(Your task)
What lines below hold the string "every"? Copy them all.

(Data for this task)
+ + + + + + +
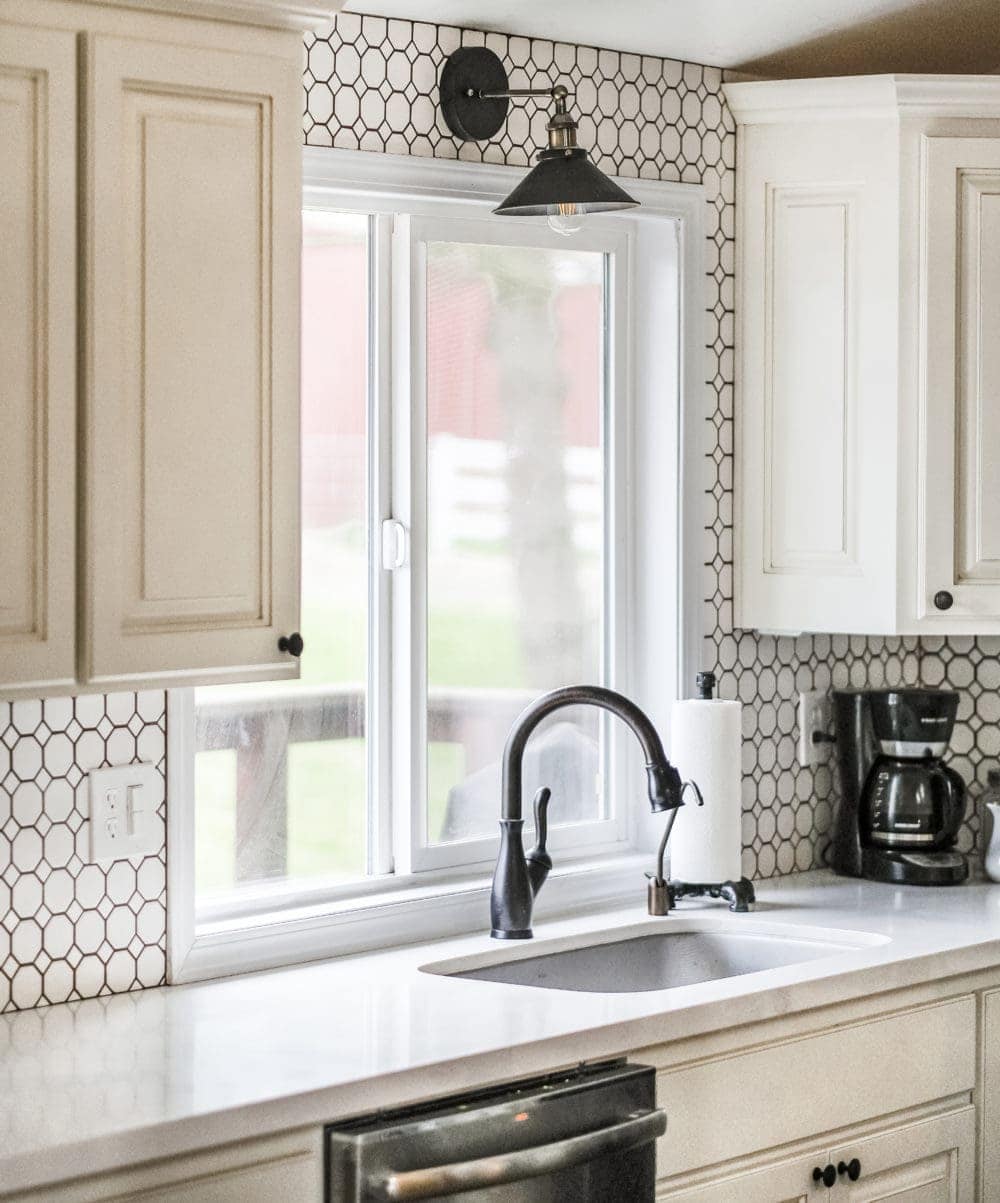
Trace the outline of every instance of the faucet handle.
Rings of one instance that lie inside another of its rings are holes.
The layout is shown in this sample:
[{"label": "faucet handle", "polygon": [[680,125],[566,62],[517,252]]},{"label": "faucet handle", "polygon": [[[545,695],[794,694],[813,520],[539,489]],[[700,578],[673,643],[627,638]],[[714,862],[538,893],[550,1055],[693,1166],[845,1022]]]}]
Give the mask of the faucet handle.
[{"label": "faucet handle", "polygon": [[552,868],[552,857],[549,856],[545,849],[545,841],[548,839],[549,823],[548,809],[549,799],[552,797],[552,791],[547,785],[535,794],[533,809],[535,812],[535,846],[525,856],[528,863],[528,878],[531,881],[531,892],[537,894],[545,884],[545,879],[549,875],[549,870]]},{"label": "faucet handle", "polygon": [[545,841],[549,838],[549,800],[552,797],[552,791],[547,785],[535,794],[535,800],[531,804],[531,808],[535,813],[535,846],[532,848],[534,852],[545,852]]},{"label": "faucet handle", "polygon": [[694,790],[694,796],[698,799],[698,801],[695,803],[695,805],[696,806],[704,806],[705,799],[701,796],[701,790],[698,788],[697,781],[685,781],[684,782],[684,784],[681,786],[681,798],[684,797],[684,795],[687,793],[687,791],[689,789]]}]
+ + + + + + +
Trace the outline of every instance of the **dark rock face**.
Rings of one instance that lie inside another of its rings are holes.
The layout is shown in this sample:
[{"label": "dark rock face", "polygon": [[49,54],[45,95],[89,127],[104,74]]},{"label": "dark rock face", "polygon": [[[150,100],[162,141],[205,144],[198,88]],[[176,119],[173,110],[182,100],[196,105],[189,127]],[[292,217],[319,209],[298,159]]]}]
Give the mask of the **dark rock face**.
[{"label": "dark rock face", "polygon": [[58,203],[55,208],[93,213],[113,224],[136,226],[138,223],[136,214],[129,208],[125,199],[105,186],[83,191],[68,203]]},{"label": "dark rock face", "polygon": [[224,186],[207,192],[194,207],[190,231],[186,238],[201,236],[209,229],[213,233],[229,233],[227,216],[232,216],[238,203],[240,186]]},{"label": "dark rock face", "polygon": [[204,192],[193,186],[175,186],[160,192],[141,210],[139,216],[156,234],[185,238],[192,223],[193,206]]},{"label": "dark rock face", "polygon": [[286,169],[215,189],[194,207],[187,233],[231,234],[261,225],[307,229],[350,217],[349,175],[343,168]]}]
+ + + + + + +
(Answer to this exercise)
Trace the outline of every instance of the faucet handle.
Trace the outline of every instance of the **dark rock face**.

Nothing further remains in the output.